Senior System Software Engineer - Dynamo-triton Inference Server

NVIDIA NVIDIA · Semiconductors · Santa Clara, CA +2 · Remote

Senior System Software Engineer to work on Dynamo-Triton Inference Server, a GPU-accelerated AI inference serving platform. The role involves developing high-performance inference software, contributing to feature development, driving customer adoption, and optimizing throughput and latency for both LLM and non-LLM workloads.

What you'd actually do

  1. Develop world-class GPU-accelerated AI inference serving software.
  2. Contribute to feature development and drive broad customer adoption.
  3. Drive the convergence of the Triton Inference Server and NVIDIA Dynamo stacks to establish a unified, high-performance inference platform.
  4. Be an active member of the open source deep learning software engineering community.

--- RECORDED INFORMATION ---
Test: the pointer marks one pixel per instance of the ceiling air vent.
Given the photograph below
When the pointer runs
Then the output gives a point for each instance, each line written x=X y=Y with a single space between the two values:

--- TASKS ---
**A.** Using the job posting, decide whether each statement agrees with it: (i) the role aims to improve throughput and latency only for LLM workloads; (ii) Santa Clara, CA is one of the listed locations; (iii) the work includes bringing the Triton Inference Server and NVIDIA Dynamo stacks together. Answer yes or no for each and quote the words that settle it.
**B.** Output, word for word, the part of the job posting that opens with the words containing "NVIDIA NVIDIA ·" and closes with "inference serving software.".

--- RESULTS FOR EACH TASK ---
**A.**
(i) No: "optimizing throughput and latency for both LLM and non-LLM workloads."
(ii) Yes: "Santa Clara, CA +2 · Remote."
(iii) Yes: "Drive the convergence of the Triton Inference Server and NVIDIA Dynamo stacks to establish a unified, high-performance inference platform."

**B.**
NVIDIA NVIDIA · Semiconductors · Santa Clara, CA +2 · Remote

Senior System Software Engineer to work on Dynamo-Triton Inference Server, a GPU-accelerated AI inference serving platform. The role involves developing high-performance inference software, contributing to feature development, driving customer adoption, and optimizing throughput and latency for both LLM and non-LLM workloads.

What you'd actually do

  1. Develop world-class GPU-accelerated AI inference serving software.